Required action: Return each line in the items below that contains the string "before".

Excerpted data:
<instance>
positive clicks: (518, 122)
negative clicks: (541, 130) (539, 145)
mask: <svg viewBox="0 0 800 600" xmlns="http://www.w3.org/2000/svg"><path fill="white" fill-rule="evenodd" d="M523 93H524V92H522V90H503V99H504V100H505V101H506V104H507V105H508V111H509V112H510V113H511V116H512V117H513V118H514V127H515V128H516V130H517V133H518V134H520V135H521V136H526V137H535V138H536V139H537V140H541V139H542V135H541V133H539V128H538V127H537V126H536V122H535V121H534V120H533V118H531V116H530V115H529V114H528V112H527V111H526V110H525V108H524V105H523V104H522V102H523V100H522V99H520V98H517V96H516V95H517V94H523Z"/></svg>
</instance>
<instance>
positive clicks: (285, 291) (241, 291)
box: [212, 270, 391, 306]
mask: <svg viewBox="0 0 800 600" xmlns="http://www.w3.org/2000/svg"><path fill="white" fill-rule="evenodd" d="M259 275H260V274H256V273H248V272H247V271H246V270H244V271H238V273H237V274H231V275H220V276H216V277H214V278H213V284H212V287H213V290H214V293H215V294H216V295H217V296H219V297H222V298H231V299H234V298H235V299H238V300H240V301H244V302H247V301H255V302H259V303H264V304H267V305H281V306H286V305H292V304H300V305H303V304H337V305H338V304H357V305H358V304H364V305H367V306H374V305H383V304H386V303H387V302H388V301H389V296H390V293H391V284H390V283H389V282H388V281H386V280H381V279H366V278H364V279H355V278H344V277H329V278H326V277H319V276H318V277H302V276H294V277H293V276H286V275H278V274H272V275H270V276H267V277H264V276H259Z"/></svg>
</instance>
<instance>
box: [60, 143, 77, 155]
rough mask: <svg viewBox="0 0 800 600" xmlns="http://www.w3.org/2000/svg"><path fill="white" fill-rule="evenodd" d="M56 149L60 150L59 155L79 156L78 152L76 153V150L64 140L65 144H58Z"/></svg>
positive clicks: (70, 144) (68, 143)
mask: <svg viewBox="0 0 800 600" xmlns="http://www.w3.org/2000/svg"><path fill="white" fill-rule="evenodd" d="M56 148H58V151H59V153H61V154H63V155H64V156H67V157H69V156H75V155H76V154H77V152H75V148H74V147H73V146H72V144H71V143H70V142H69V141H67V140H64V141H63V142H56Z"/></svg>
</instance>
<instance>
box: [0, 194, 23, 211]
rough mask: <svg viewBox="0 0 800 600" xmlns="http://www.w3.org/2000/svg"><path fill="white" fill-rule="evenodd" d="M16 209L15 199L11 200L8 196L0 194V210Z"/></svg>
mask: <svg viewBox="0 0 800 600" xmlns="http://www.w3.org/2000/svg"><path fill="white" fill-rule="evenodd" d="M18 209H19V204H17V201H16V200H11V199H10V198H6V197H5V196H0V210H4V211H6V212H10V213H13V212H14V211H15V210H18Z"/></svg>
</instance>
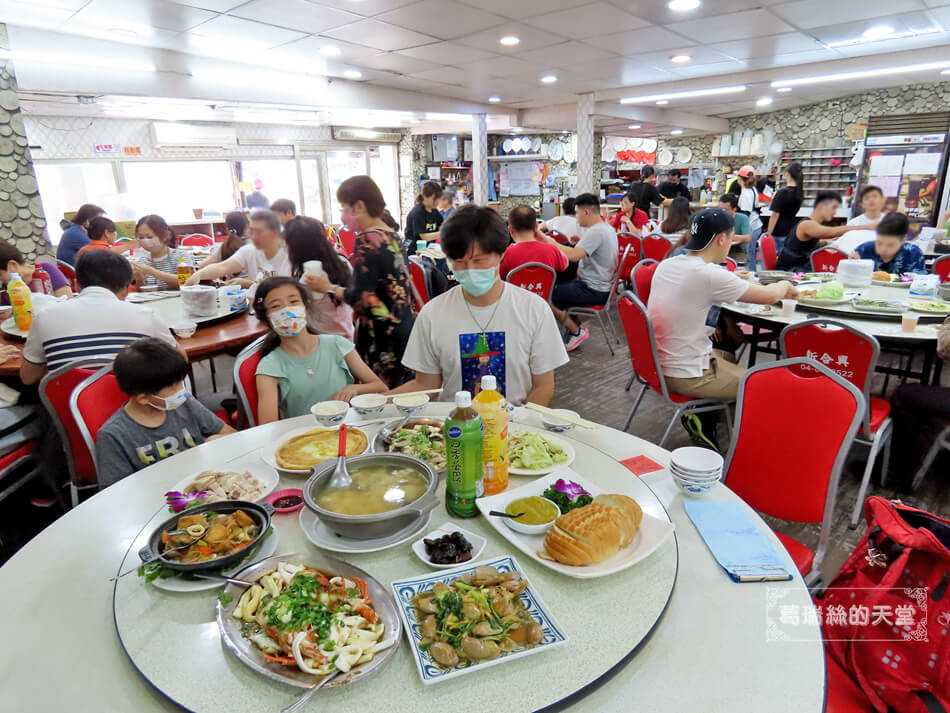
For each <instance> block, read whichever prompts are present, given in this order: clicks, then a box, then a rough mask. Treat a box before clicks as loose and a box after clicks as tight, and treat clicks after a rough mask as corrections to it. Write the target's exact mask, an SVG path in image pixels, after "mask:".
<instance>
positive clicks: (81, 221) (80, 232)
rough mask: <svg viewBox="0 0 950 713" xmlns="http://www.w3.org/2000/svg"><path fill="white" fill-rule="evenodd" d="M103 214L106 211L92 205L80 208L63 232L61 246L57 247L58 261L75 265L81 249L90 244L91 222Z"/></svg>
mask: <svg viewBox="0 0 950 713" xmlns="http://www.w3.org/2000/svg"><path fill="white" fill-rule="evenodd" d="M103 213H105V211H104V210H103V209H102V208H100V207H99V206H97V205H93V204H92V203H84V204H83V205H81V206H79V210H77V211H76V215H74V216H73V217H72V220H70V223H69V226H68V227H67V228H66V229H65V230H64V231H63V236H62V237H61V238H60V239H59V245H58V246H57V247H56V259H57V260H62V261H63V262H65V263H68V264H69V265H74V264H75V263H76V253H77V252H79V248H81V247H83V246H84V245H88V244H89V234H88V233H86V228H88V227H89V221H90V220H92V219H93V218H95V217H96V216H97V215H102V214H103Z"/></svg>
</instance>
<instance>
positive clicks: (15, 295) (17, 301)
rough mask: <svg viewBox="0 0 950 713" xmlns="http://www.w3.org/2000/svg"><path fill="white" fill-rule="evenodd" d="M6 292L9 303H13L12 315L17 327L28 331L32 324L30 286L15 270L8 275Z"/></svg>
mask: <svg viewBox="0 0 950 713" xmlns="http://www.w3.org/2000/svg"><path fill="white" fill-rule="evenodd" d="M7 294H9V295H10V304H11V305H13V317H14V319H15V320H16V326H17V329H19V330H20V331H22V332H28V331H29V330H30V327H32V326H33V300H32V298H31V297H30V288H29V287H27V286H26V283H25V282H24V281H23V280H22V279H21V278H20V275H19V274H18V273H16V272H14V273H11V275H10V282H8V283H7Z"/></svg>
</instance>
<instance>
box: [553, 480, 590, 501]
mask: <svg viewBox="0 0 950 713" xmlns="http://www.w3.org/2000/svg"><path fill="white" fill-rule="evenodd" d="M554 489H555V490H556V491H557V492H559V493H564V494H565V495H566V496H567V499H568V500H573V499H574V498H576V497H579V496H581V495H590V493H588V492H587V491H586V490H584V488H582V487H581V486H580V485H578V484H577V483H575V482H574V481H573V480H572V481H570V482H568V481H566V480H564V478H558V480H557V482H556V483H555V484H554Z"/></svg>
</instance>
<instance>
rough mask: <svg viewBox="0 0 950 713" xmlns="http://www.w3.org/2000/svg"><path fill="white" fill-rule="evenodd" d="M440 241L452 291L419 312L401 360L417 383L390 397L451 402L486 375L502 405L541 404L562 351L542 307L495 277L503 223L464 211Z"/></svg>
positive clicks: (544, 395) (531, 297) (538, 302)
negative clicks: (408, 393)
mask: <svg viewBox="0 0 950 713" xmlns="http://www.w3.org/2000/svg"><path fill="white" fill-rule="evenodd" d="M615 241H616V238H615ZM440 243H441V245H442V251H443V252H444V253H445V254H446V257H447V258H448V260H449V265H450V266H451V267H452V269H453V270H454V272H455V278H456V279H457V280H458V282H459V285H458V286H457V287H454V288H453V289H451V290H449V291H448V292H446V293H444V294H442V295H439V296H438V297H436V298H435V299H433V300H431V301H430V302H429V303H428V304H426V306H425V307H423V308H422V311H421V312H419V316H418V317H417V318H416V322H415V324H414V326H413V328H412V334H411V335H410V336H409V343H408V345H407V346H406V351H405V354H404V355H403V359H402V363H403V365H404V366H406V367H407V368H409V369H412V370H414V371H415V372H416V377H415V379H413V380H412V381H410V382H409V383H407V384H404V385H402V386H400V387H399V388H397V389H394V390H393V391H391V392H390V393H404V392H408V391H416V390H419V389H435V388H441V389H442V399H443V400H450V399H452V398H454V395H455V392H456V391H463V390H464V391H469V392H470V393H472V394H473V395H474V394H476V393H478V390H479V388H480V383H481V377H482V376H486V375H489V374H490V375H492V376H494V377H495V380H496V382H497V383H498V390H499V391H501V392H502V393H503V394H504V395H505V397H506V398H507V399H508V402H509V403H512V404H516V405H521V404H523V403H525V402H526V401H530V402H532V403H536V404H541V405H544V406H546V405H547V404H548V403H550V401H551V397H552V396H553V395H554V370H555V369H556V368H557V367H559V366H561V365H562V364H566V363H567V361H568V358H567V353H566V352H565V351H564V344H563V342H562V340H561V337H560V334H559V333H558V328H557V323H556V322H555V321H554V316H553V315H552V314H551V310H550V308H549V307H548V305H547V303H546V302H545V301H544V300H542V299H541V298H540V297H538V296H537V295H535V294H534V293H532V292H529V291H527V290H524V289H522V288H520V287H516V286H515V285H511V284H508V283H506V282H502V280H501V279H500V278H499V277H498V268H499V265H500V264H501V259H502V257H503V256H504V253H505V248H506V247H507V245H508V231H507V228H506V226H505V222H504V221H503V220H502V218H501V216H499V215H498V213H497V212H496V211H494V210H492V209H490V208H485V207H479V206H475V205H467V206H464V207H461V208H459V209H457V210H456V211H455V213H454V214H453V215H452V217H451V218H449V219H448V220H447V221H446V222H445V223H444V224H443V225H442V230H441V237H440Z"/></svg>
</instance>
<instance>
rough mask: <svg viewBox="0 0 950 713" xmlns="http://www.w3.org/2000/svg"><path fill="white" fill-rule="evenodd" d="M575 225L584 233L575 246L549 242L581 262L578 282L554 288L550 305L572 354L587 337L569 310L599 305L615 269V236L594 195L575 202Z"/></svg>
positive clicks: (603, 301) (571, 280) (608, 293)
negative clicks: (572, 317)
mask: <svg viewBox="0 0 950 713" xmlns="http://www.w3.org/2000/svg"><path fill="white" fill-rule="evenodd" d="M574 211H575V213H576V215H577V224H578V225H579V226H580V227H581V228H583V229H584V231H583V232H584V236H583V237H582V238H581V239H580V240H579V241H578V243H577V245H574V246H569V245H561V244H560V243H558V242H556V241H555V240H554V239H553V238H547V240H548V242H550V243H552V244H553V245H556V246H557V247H558V248H559V249H560V251H561V252H562V253H564V254H565V255H566V256H567V259H568V260H570V261H571V262H578V261H580V265H578V267H577V279H576V280H571V281H570V282H562V283H561V284H559V285H555V286H554V293H553V294H552V295H551V304H552V305H553V308H554V315H555V316H556V317H557V318H558V321H560V322H561V323H562V324H563V325H564V328H565V329H566V330H567V351H569V352H570V351H574V350H575V349H577V347H578V346H580V344H581V342H583V341H584V340H585V339H587V337H588V336H590V334H589V332H588V331H587V327H585V326H584V325H582V324H579V323H578V322H577V321H575V320H574V319H573V318H571V317H568V315H567V310H568V309H569V308H570V307H592V306H594V305H602V304H604V303H606V302H607V299H608V298H609V297H610V291H611V290H612V289H613V288H614V285H613V278H614V272H615V271H616V269H617V251H618V245H619V243H618V242H617V233H615V232H614V229H613V228H611V227H610V225H608V224H607V223H605V222H604V221H603V220H601V218H600V199H598V198H597V196H595V195H594V194H593V193H582V194H581V195H579V196H578V197H577V198H576V199H575V201H574Z"/></svg>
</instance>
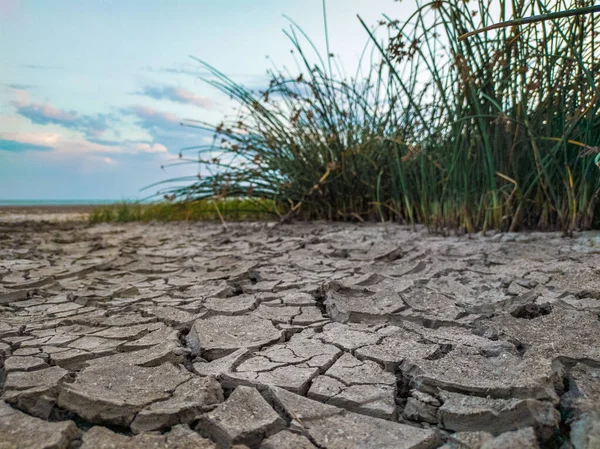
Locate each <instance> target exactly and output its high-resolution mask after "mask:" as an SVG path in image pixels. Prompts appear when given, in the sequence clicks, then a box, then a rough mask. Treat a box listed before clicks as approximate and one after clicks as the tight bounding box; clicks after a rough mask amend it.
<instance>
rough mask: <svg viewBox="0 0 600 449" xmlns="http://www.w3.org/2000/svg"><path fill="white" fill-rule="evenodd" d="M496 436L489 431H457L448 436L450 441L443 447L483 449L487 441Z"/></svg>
mask: <svg viewBox="0 0 600 449" xmlns="http://www.w3.org/2000/svg"><path fill="white" fill-rule="evenodd" d="M493 439H494V436H493V435H492V434H491V433H487V432H457V433H455V434H453V435H450V436H449V437H448V442H447V443H446V444H444V445H443V446H442V447H441V449H481V446H483V444H484V443H485V442H486V441H489V440H493Z"/></svg>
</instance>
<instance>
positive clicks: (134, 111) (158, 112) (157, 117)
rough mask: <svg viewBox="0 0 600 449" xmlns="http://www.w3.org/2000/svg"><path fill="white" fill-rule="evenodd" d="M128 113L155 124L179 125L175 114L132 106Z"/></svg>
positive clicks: (141, 106)
mask: <svg viewBox="0 0 600 449" xmlns="http://www.w3.org/2000/svg"><path fill="white" fill-rule="evenodd" d="M129 112H131V113H133V114H134V115H137V116H138V117H139V118H141V119H144V120H149V121H151V122H155V123H161V124H167V125H179V123H180V120H179V118H178V117H177V116H176V115H175V114H171V113H170V112H162V111H159V110H157V109H154V108H151V107H149V106H139V105H138V106H132V107H131V108H129Z"/></svg>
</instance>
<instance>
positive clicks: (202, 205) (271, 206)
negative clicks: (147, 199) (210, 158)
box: [89, 198, 285, 223]
mask: <svg viewBox="0 0 600 449" xmlns="http://www.w3.org/2000/svg"><path fill="white" fill-rule="evenodd" d="M283 207H284V208H285V205H283ZM278 210H281V206H280V207H279V209H278V207H277V205H276V204H275V203H274V202H273V201H270V200H260V199H247V198H231V199H217V200H214V199H207V200H198V201H181V202H180V201H175V202H172V201H161V202H155V203H135V202H123V203H117V204H110V205H106V206H99V207H96V208H94V209H93V210H92V212H91V213H90V215H89V221H90V223H128V222H134V221H135V222H151V221H158V222H160V221H219V220H227V221H244V220H266V219H273V218H275V217H276V216H277V211H278Z"/></svg>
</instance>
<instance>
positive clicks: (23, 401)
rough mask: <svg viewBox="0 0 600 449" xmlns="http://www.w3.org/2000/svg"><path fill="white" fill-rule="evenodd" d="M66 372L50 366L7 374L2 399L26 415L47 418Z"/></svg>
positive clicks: (9, 373) (65, 370) (56, 366)
mask: <svg viewBox="0 0 600 449" xmlns="http://www.w3.org/2000/svg"><path fill="white" fill-rule="evenodd" d="M67 374H68V371H66V370H64V369H62V368H59V367H58V366H52V367H50V368H45V369H41V370H37V371H31V372H26V371H13V372H11V373H8V376H7V378H6V381H5V383H4V393H3V394H2V398H3V399H4V400H5V401H6V402H9V403H11V404H15V405H16V406H17V407H18V408H20V409H22V410H25V411H27V412H28V413H30V414H32V415H34V416H37V417H40V418H45V419H46V418H48V416H49V415H50V412H51V411H52V408H53V407H54V404H55V403H56V397H57V395H58V389H59V385H60V384H61V382H62V380H63V379H64V378H65V376H67Z"/></svg>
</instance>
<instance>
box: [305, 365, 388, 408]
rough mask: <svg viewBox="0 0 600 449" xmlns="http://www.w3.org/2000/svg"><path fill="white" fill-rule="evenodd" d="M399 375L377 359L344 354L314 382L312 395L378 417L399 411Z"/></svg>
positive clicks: (343, 406) (311, 387) (315, 396)
mask: <svg viewBox="0 0 600 449" xmlns="http://www.w3.org/2000/svg"><path fill="white" fill-rule="evenodd" d="M395 384H396V377H395V376H394V375H393V374H392V373H389V372H387V371H384V370H383V369H381V368H380V367H379V365H377V364H376V363H375V362H372V361H370V360H367V361H361V360H358V359H357V358H356V357H354V356H353V355H351V354H349V353H345V354H344V355H342V356H341V357H340V358H339V359H338V360H337V361H336V362H335V363H334V364H333V366H332V367H331V368H329V369H328V370H327V372H326V373H325V375H322V376H319V377H317V378H316V379H315V380H314V382H313V383H312V385H311V387H310V390H309V392H308V397H309V398H312V399H316V400H319V401H322V402H326V403H328V404H331V405H337V406H339V407H343V408H345V409H347V410H350V411H355V412H359V413H364V414H366V415H371V416H375V417H377V418H384V419H393V418H394V417H395V414H396V403H395V397H396V386H395Z"/></svg>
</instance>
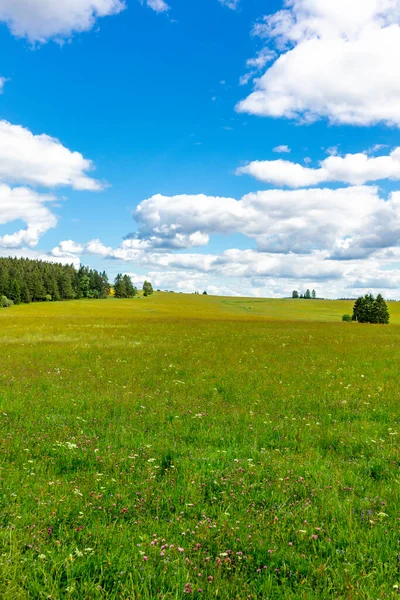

Exercise answer:
For each <instance> block, read whichever prompts are present, given in this order: clicks, then a box, then a rough mask. Treat a box before clicks as loose and a box after clicks as tight, and treat clicks after a rough mask as corrections to it. Write the target's exact mask, an SVG path in image pixels, after "mask:".
Locate each <instance> target exactly and output its high-resolution mask after "mask:" as an SVG path in image pixels. Prompts appear when given, in the sequence clicks, then a box, then a rough mask. Treat a box listed before clicks as approximate and one after clicks as the tight bounding box; clicks after a rough mask amend it.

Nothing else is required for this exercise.